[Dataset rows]

###

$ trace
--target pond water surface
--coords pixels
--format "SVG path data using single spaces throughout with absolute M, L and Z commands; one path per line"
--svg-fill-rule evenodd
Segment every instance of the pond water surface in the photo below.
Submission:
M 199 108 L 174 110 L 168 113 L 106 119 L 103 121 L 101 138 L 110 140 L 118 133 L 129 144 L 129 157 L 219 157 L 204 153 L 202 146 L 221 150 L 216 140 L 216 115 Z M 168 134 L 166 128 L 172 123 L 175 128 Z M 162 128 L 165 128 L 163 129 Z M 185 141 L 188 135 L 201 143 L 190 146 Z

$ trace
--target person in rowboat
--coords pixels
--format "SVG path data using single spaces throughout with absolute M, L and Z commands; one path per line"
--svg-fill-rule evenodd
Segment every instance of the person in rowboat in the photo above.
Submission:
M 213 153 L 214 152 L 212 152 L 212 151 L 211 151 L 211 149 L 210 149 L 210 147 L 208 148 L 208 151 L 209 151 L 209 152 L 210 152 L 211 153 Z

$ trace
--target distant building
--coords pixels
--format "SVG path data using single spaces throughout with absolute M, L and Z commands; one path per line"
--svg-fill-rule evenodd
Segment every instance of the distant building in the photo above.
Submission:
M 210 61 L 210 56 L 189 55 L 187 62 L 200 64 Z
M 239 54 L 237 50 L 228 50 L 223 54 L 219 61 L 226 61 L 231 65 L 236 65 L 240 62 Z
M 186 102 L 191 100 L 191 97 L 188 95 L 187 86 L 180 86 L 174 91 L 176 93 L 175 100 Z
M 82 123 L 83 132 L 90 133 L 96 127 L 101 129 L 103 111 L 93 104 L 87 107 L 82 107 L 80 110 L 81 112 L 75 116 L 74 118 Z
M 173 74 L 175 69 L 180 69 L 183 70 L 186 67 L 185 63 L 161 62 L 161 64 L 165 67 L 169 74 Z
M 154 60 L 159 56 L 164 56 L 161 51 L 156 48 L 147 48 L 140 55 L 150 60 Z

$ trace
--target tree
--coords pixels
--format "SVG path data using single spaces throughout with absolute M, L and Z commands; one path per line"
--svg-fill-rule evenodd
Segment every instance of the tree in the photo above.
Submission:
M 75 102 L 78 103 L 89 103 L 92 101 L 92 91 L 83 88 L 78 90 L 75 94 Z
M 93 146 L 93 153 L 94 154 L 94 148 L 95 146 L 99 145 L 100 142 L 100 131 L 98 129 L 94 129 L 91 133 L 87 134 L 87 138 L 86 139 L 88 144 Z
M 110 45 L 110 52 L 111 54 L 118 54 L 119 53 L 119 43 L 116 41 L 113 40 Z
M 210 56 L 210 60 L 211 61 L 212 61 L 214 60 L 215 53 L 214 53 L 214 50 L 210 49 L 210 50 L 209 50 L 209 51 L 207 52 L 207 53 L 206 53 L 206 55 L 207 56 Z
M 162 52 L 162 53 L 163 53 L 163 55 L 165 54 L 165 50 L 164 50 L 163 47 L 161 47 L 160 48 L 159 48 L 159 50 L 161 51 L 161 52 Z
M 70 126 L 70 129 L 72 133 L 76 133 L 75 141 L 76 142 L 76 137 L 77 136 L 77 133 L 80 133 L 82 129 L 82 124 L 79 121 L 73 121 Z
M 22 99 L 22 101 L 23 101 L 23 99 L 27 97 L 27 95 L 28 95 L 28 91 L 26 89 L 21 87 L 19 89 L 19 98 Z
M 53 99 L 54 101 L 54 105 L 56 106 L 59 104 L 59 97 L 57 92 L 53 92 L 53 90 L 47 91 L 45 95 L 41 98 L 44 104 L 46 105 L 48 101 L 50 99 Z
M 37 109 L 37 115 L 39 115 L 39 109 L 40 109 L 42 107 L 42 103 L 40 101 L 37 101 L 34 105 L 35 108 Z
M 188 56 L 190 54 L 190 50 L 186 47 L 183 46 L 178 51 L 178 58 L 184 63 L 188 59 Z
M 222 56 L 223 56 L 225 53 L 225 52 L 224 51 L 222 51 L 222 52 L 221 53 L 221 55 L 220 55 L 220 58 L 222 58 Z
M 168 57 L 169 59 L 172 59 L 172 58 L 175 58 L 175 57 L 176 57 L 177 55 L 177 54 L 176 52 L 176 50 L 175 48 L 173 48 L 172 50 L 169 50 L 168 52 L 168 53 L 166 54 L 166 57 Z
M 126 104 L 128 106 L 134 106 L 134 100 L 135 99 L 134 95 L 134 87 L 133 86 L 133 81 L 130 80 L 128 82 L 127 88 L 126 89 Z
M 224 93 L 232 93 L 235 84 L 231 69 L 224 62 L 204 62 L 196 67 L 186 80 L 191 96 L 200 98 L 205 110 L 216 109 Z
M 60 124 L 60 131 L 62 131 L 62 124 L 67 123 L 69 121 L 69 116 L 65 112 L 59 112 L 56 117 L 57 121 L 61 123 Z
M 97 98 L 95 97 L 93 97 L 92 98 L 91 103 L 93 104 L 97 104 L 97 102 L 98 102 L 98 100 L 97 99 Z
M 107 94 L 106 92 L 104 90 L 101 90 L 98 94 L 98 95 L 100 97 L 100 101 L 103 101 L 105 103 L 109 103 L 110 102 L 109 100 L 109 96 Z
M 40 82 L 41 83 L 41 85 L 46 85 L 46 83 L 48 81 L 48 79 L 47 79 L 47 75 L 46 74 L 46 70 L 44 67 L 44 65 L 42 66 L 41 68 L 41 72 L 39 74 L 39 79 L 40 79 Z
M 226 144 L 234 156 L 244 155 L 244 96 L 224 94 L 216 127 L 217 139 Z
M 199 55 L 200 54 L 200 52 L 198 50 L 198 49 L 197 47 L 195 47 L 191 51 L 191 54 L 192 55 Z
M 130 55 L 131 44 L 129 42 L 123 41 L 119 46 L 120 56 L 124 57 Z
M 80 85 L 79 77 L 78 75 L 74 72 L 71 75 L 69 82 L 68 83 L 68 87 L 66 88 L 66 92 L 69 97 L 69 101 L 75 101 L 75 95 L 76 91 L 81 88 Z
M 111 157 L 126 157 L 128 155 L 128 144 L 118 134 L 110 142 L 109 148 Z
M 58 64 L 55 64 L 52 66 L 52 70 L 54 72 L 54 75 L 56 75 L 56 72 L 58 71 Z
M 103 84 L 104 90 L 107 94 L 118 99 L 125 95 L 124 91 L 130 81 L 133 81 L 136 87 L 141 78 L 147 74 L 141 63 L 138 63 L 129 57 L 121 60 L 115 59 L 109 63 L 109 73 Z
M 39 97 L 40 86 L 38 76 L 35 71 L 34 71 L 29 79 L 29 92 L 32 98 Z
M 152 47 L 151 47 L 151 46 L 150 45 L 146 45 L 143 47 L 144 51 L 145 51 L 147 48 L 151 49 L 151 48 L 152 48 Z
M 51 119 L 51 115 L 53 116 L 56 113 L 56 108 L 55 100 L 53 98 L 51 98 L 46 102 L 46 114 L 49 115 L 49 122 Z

###

> WHAT IS ASKED: Reproduce the listing above, replacing each occurrence of "Segment" with "Outline". Leave every other line and character unchanged.

> RESULT OF THIS EXERCISE:
$ trace
--target pond water surface
--coords pixels
--format "SVG path data using single spaces throughout with absolute M, L and Z commands; one path per line"
--svg-fill-rule evenodd
Outline every instance of the pond water surface in the photo below.
Submission:
M 199 108 L 174 110 L 168 113 L 106 119 L 103 121 L 101 138 L 110 140 L 118 133 L 129 144 L 129 157 L 219 157 L 204 153 L 202 146 L 221 150 L 216 140 L 216 115 Z M 168 134 L 166 128 L 172 123 L 175 128 Z M 162 128 L 165 128 L 163 129 Z M 185 141 L 188 135 L 201 143 L 190 146 Z

$ trace
--target person in rowboat
--coords pixels
--format "SVG path data using single spaces throughout with absolute M, L and Z commands; one path per line"
--svg-fill-rule evenodd
Outline every instance of the person in rowboat in the photo above.
Submission:
M 213 153 L 214 152 L 212 152 L 212 151 L 211 151 L 211 149 L 210 149 L 210 147 L 208 148 L 208 151 L 209 151 L 209 152 L 210 152 L 211 153 Z

$ trace
--target distant building
--coords pixels
--format "SVG path data using single spaces throughout with absolute M, L and Z commands; one path per line"
--svg-fill-rule evenodd
Outline every instance of the distant building in the photo above.
Submission:
M 210 61 L 210 56 L 189 55 L 187 62 L 200 64 Z
M 239 54 L 237 50 L 228 50 L 223 54 L 219 61 L 226 61 L 231 65 L 236 65 L 240 62 Z
M 186 102 L 191 100 L 191 97 L 188 95 L 187 86 L 180 86 L 174 91 L 176 93 L 175 100 Z
M 82 123 L 83 132 L 90 133 L 96 127 L 101 129 L 103 111 L 93 104 L 87 107 L 82 107 L 80 110 L 81 112 L 75 116 L 74 118 Z
M 173 74 L 175 69 L 180 69 L 183 70 L 186 67 L 185 63 L 161 62 L 161 64 L 165 67 L 169 74 Z
M 154 60 L 159 56 L 164 56 L 161 51 L 156 48 L 147 48 L 140 55 L 150 60 Z

$ trace
--target tree
--coords pixels
--format "SVG path data using single spaces throughout with absolute M, L and Z commands; one path per line"
--svg-fill-rule evenodd
Outline every instance of the tree in the photo above.
Submission:
M 75 102 L 78 103 L 89 103 L 92 101 L 92 91 L 83 88 L 78 90 L 75 94 Z
M 93 146 L 93 153 L 94 154 L 94 148 L 95 146 L 99 145 L 100 142 L 100 131 L 98 129 L 94 129 L 91 133 L 87 134 L 87 138 L 86 139 L 88 144 Z
M 110 45 L 110 52 L 111 54 L 118 54 L 119 53 L 119 43 L 116 41 L 113 40 Z
M 210 56 L 210 60 L 211 61 L 212 61 L 214 60 L 215 53 L 214 53 L 214 50 L 210 49 L 210 50 L 209 50 L 209 51 L 207 52 L 207 53 L 206 53 L 206 55 L 207 56 Z
M 162 52 L 162 53 L 163 53 L 163 55 L 165 54 L 165 50 L 164 50 L 163 47 L 161 47 L 160 48 L 159 48 L 159 50 L 161 51 L 161 52 Z
M 70 126 L 70 129 L 72 133 L 76 133 L 75 141 L 76 142 L 76 137 L 77 136 L 77 133 L 80 133 L 82 129 L 82 124 L 79 121 L 73 121 Z
M 22 99 L 22 101 L 23 101 L 23 99 L 27 97 L 27 95 L 28 95 L 28 91 L 26 89 L 21 87 L 19 89 L 19 98 Z
M 53 99 L 54 101 L 54 105 L 56 106 L 59 104 L 59 97 L 57 92 L 53 92 L 53 90 L 47 91 L 45 95 L 41 98 L 44 104 L 46 105 L 48 101 L 50 99 Z
M 37 109 L 37 115 L 39 115 L 39 109 L 40 109 L 42 107 L 42 103 L 40 101 L 37 101 L 34 105 L 35 108 Z
M 188 56 L 190 54 L 190 50 L 186 47 L 183 46 L 178 51 L 178 58 L 184 63 L 188 59 Z
M 222 56 L 223 56 L 225 53 L 225 52 L 224 51 L 222 51 L 222 52 L 221 53 L 221 55 L 220 55 L 220 58 L 222 58 Z
M 168 57 L 169 59 L 172 59 L 172 58 L 175 58 L 175 57 L 176 57 L 177 55 L 177 54 L 176 52 L 176 50 L 175 48 L 173 48 L 172 50 L 169 50 L 168 52 L 168 53 L 166 54 L 166 57 Z
M 126 104 L 128 106 L 134 106 L 134 100 L 135 99 L 134 95 L 134 87 L 133 86 L 133 81 L 130 80 L 128 82 L 127 88 L 126 89 Z
M 224 93 L 232 93 L 235 84 L 231 69 L 224 62 L 204 62 L 196 67 L 186 80 L 191 96 L 200 98 L 205 110 L 216 109 Z
M 60 124 L 60 131 L 62 131 L 62 124 L 67 123 L 69 121 L 69 116 L 65 112 L 59 112 L 56 117 L 57 121 L 61 123 Z
M 97 98 L 95 97 L 93 97 L 92 98 L 91 103 L 93 104 L 97 104 L 97 102 L 98 102 L 98 100 L 97 99 Z
M 107 94 L 106 92 L 104 90 L 101 90 L 98 94 L 98 95 L 100 97 L 100 101 L 103 101 L 105 103 L 109 103 L 110 102 L 109 100 L 109 96 Z
M 40 82 L 41 83 L 41 85 L 46 85 L 46 83 L 48 81 L 48 79 L 47 79 L 47 75 L 46 74 L 46 70 L 44 67 L 44 65 L 42 66 L 41 68 L 41 72 L 39 74 L 39 79 L 40 79 Z
M 226 144 L 234 156 L 244 155 L 244 96 L 224 94 L 216 127 L 217 139 Z
M 199 55 L 200 54 L 200 52 L 198 50 L 198 49 L 197 47 L 195 47 L 191 51 L 191 54 L 192 55 Z
M 130 55 L 131 44 L 129 42 L 123 41 L 119 46 L 120 56 L 124 57 Z
M 80 85 L 79 77 L 78 75 L 74 72 L 71 75 L 69 82 L 68 83 L 68 87 L 66 88 L 66 92 L 69 97 L 69 101 L 75 101 L 75 95 L 76 91 L 81 88 Z
M 111 157 L 126 157 L 128 155 L 128 144 L 118 134 L 110 142 L 109 148 Z
M 58 64 L 55 64 L 52 66 L 52 70 L 54 72 L 54 75 L 56 75 L 56 72 L 58 71 Z
M 103 84 L 104 90 L 107 94 L 118 99 L 125 95 L 124 91 L 130 81 L 133 81 L 136 87 L 141 78 L 147 74 L 141 63 L 138 63 L 129 57 L 121 60 L 115 59 L 109 63 L 109 73 Z
M 39 97 L 40 86 L 38 76 L 35 71 L 34 71 L 29 79 L 29 92 L 32 98 Z
M 152 47 L 151 47 L 151 46 L 150 45 L 146 45 L 143 47 L 144 51 L 145 51 L 147 48 L 151 49 L 151 48 L 152 48 Z
M 51 119 L 51 115 L 53 116 L 56 113 L 56 108 L 55 100 L 53 98 L 51 98 L 46 102 L 46 114 L 49 115 L 49 122 Z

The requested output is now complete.